■ Directive 1 ■
Repeat the listing below with "trash bin lid" replaced by "recycling bin lid", leaving everything else unchanged.

■ Selected text ■
- - - - - - -
Without the burden of regulation, bureaucracy, the ingrained power cultures that exist within large organisations that hold back progress these submissions show truly innovative approaches to change.
 
Closer to home, I’ve steered that level of creative disruption in healthcare. Looking back, one of the reasons why we’d been so successful was that we were able to disrupt the existing power relationships. We brought the ambition and the style of a much larger corporate entity, but with the dexterity of a small business. That isn’t the only difference. As a small business, we had an entirely different attitude to risk management.
 
In my experience of working within corporate environments, risk is often a taboo area. For example, established hierarchies have perpetuated a pecking order today that is an expression of a management culture or style that existed five years before sometimes ten years before. Even through transformation, change in leadership has a minimal impact in shifting the attitudes of a whole system. As new personalities with big ambitions and plans join the team, often the culture softens their edges; often it's imperceptible but the change is there. Smaller environments without those power structures can be disproportionately disruptive, especially if they leverage their agile approach to change from one area to another.
Another pattern I see is a paradoxical attachment to an outcome. Sometimes determination to achieve an outcome without attachment to the process gives a project extra creative impetus. Similarly, where teams are attached to progress and not an outcome – that is, if they succeed or fail they will have grown, they can be more likely to take risks and to dare. Both are hugely empowering to the teams involved and not necessarily a natural approach in a corporate environment.
 

So how do I advise senior leaders to build a culture around innovation?
- - - - - - -
■ Record extracts ■
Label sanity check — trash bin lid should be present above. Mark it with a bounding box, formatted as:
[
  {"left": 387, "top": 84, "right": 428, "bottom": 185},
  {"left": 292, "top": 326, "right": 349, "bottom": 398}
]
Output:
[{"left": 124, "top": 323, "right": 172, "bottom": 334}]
- - - - - - -
■ Directive 2 ■
Answer these questions about the text on innovation and risk:
(a) In what field did the writer steer creative disruption?
(b) What did the writer's small business bring along with the dexterity of a small business?
(c) What is risk often called in corporate environments?

■ Task output 1 ■
Label sanity check — recycling bin lid should be present above. Mark it with a bounding box, formatted as:
[
  {"left": 387, "top": 84, "right": 428, "bottom": 185},
  {"left": 292, "top": 326, "right": 349, "bottom": 398}
]
Output:
[{"left": 124, "top": 323, "right": 172, "bottom": 334}]

■ Task output 2 ■
(a) Healthcare.
(b) The ambition and the style of a much larger corporate entity.
(c) A taboo area.